» Document excerpt
Convergence of functional series $\sum_{k=0}^{\infty}\frac{(2x)^{k}}{(1+x^{2})^{k}}$

Question

Find convergence area and absolute convergence area of the following series: $$\sum_{k=0}^{\infty}\frac{(2x)^{k}}{(1+x^{2})^{k}}$$ I wrote it as $$\sum_{k=0}^{\infty}\frac{(2x)^{k}}{(1+x^{2})^{k}}=\sum_{k=0}^{\infty}\left(\frac{2x}{1+x^{2}}\right)^{k}$$ and now this is geometric series, where $q=\frac{2x}{1+x^{2}}$. So it converges absolutly when $\frac{2|x|}{1+x^{2}}<1$ and convergence area and absolute convergence area are both $\mathbb{R}\setminus\{-1, 1\}$.

Is my solution correct?

Answer 1

Yes, this is correct. I would include additional reasoning as to how you solved the inequality to get the area of absolute convergence; e.g., $2|x|/(1+x^2) < 1$ implies $$0 < x^2 - 2|x| + 1 = (|x| - 1)^2,$$ and since such a square is only $0$ when $|x| = 1$ or $x \in \{-1,1\}$, the result follows.

Answer 2

You need to solve the inequality $$ x^2 + 1 - 2 x >0 $$ which is true for all $x$. Now add the boundary inequalities that come from the equliaty $$ \frac{2x}{x^2+1}=0 $$ for $x=1$ or $x=-1$

» Stored records
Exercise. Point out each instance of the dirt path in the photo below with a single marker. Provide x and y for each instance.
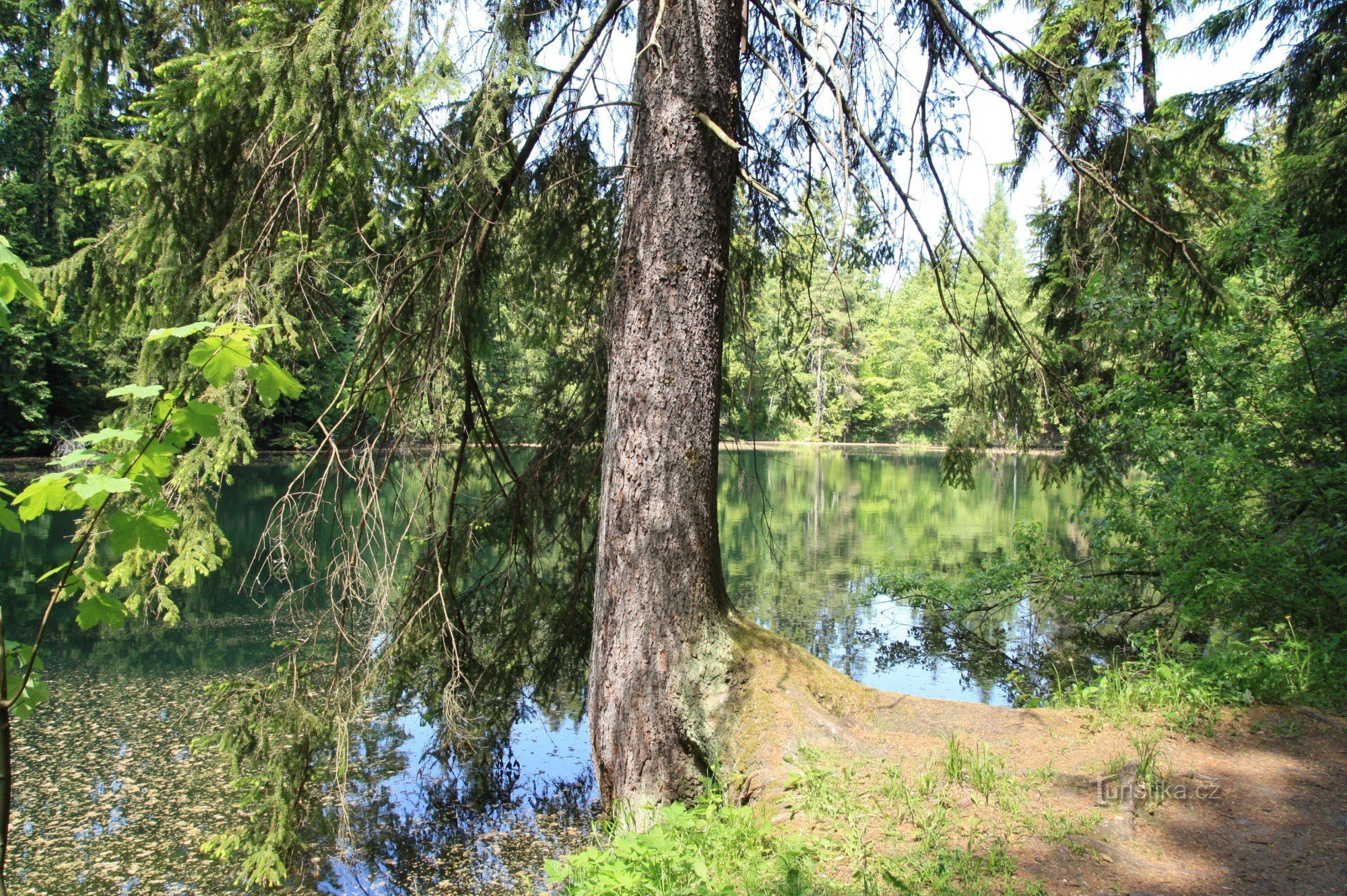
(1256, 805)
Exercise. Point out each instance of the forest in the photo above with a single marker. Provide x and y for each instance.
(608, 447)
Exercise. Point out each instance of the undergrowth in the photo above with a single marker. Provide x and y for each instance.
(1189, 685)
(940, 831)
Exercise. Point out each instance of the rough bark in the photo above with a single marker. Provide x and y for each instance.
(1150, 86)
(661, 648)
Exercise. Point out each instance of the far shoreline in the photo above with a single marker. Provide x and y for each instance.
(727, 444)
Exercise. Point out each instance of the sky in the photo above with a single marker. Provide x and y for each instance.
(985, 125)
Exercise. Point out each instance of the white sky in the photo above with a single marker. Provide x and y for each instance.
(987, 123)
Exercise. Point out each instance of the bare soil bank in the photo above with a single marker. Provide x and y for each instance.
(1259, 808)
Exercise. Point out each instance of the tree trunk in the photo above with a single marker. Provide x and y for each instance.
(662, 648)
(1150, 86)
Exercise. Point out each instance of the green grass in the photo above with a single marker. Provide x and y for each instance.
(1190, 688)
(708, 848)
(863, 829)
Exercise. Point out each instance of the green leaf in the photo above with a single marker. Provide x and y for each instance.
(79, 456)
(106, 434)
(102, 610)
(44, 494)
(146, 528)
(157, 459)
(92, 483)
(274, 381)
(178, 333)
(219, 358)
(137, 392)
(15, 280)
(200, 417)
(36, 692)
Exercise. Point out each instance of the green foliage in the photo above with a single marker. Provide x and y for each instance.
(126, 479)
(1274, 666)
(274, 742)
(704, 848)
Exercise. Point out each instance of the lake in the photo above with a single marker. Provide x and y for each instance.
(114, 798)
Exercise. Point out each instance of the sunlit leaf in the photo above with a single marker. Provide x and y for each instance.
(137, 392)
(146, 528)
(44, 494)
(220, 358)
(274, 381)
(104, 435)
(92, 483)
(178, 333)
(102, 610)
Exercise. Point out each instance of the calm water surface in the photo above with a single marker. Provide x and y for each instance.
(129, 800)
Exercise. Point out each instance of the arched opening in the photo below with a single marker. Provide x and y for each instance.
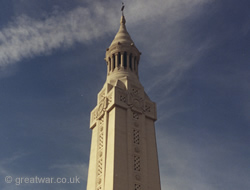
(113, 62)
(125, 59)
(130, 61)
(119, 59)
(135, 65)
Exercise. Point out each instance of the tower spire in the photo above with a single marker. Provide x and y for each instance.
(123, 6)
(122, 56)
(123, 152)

---

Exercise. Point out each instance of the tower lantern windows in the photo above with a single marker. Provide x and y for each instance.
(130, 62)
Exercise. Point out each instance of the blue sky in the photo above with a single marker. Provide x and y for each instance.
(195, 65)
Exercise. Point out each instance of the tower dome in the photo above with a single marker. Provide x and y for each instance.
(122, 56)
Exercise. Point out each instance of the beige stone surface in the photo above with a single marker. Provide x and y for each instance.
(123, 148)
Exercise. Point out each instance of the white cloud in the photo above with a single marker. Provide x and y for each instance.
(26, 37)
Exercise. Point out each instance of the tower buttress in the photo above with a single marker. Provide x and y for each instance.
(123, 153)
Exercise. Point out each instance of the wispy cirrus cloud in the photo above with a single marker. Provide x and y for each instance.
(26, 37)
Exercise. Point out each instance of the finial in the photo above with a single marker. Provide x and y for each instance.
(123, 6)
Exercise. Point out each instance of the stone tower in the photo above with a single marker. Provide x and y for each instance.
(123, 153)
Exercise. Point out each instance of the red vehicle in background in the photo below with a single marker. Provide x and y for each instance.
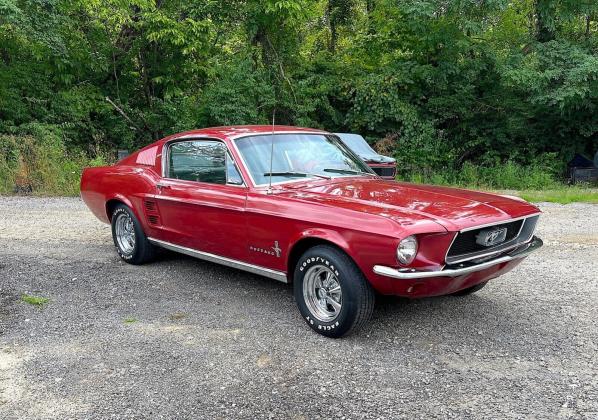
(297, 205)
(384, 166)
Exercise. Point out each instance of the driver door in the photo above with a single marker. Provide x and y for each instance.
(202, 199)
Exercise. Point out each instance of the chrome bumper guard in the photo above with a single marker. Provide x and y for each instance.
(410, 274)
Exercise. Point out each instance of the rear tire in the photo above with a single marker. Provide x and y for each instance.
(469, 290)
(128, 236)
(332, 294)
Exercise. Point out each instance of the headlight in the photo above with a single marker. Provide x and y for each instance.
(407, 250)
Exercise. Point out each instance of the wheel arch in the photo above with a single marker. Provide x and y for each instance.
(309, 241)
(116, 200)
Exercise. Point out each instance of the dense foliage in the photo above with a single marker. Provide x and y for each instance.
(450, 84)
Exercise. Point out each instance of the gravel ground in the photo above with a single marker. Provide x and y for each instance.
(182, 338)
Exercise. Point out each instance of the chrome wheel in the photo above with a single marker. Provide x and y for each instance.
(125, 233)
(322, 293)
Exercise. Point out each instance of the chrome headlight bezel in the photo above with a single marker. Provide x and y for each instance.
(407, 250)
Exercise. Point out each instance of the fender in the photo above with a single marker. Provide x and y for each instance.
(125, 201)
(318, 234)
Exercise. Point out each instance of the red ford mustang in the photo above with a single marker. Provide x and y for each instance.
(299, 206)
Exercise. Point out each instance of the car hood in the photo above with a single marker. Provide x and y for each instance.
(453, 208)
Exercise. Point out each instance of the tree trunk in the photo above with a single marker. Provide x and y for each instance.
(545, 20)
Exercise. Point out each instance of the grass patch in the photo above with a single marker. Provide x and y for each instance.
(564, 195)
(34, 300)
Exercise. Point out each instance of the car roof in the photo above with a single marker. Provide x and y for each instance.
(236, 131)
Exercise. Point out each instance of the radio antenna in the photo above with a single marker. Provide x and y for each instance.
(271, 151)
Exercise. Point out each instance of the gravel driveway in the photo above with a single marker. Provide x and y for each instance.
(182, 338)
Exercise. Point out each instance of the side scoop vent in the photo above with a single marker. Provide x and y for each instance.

» Exercises
- a) Give the headings that divide the convergence thread into sections.
- b) Check each statement against the convergence thread and answer yes or no, quoting the words that decide it.
(i) The person asking treats the series as a geometric series.
(ii) Answer 1 judges the solution to be wrong.
(iii) Answer 1 suggests explaining how the inequality was solved.

» Task solutions
- a)
Question
Answer 1
Answer 2

- b)
(i) Yes: "now this is geometric series"
(ii) No: "Yes, this is correct."
(iii) Yes: "I would include additional reasoning as to how you solved the inequality"